* **REQUIREMENTS**
Return each line of the listing below that contains the word "white".

* **INFORMATION GIVEN**

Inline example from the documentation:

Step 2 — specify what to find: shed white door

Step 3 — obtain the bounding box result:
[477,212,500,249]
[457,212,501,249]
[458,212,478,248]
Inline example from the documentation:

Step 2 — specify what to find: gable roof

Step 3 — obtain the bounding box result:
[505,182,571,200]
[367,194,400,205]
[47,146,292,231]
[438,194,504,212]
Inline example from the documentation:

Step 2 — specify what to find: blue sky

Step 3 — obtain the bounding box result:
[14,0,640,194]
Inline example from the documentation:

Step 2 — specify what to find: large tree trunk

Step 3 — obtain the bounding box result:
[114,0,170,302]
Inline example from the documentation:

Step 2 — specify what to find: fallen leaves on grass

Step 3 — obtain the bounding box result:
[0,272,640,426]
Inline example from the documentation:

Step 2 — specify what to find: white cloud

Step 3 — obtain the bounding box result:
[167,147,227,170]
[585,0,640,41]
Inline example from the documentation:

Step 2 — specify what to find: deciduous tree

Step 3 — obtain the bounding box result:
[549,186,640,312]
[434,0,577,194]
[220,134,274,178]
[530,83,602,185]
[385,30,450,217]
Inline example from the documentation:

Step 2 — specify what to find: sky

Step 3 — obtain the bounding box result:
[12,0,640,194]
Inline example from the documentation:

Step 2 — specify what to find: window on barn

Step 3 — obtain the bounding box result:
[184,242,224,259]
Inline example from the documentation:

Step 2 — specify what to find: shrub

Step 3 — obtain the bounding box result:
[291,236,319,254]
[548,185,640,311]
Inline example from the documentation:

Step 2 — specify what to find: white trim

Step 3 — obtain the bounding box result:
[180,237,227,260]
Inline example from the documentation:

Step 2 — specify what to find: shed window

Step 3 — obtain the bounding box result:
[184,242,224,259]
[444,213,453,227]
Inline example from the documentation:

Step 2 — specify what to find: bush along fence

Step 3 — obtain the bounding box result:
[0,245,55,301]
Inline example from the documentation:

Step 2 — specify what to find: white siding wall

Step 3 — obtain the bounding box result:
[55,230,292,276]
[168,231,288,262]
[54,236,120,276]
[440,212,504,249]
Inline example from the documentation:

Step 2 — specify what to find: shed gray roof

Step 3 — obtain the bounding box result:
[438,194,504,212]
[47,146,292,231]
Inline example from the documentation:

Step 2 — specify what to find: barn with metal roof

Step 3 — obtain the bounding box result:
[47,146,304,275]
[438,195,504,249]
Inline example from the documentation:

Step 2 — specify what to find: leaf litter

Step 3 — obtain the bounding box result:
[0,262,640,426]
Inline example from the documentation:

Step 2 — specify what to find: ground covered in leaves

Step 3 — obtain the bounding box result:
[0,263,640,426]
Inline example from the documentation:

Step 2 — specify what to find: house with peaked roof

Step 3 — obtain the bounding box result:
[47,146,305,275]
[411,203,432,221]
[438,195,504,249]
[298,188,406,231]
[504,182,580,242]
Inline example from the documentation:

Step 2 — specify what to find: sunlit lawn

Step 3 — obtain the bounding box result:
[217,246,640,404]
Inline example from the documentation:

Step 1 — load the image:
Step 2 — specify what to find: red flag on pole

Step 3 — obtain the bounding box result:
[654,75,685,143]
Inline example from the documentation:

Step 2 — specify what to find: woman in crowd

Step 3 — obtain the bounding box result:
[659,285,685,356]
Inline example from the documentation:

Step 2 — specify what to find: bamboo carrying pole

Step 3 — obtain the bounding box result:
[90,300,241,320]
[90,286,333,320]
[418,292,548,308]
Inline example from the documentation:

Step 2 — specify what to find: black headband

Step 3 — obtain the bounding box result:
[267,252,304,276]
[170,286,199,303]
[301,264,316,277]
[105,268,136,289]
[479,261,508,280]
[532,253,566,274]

* **REPLY TO THE TASK**
Step 2 — specify what to find: shed white door
Step 2 — specify what to find: white cloud
Step 2 — specify what to find: white trim
Step 2 — specify what to find: white siding wall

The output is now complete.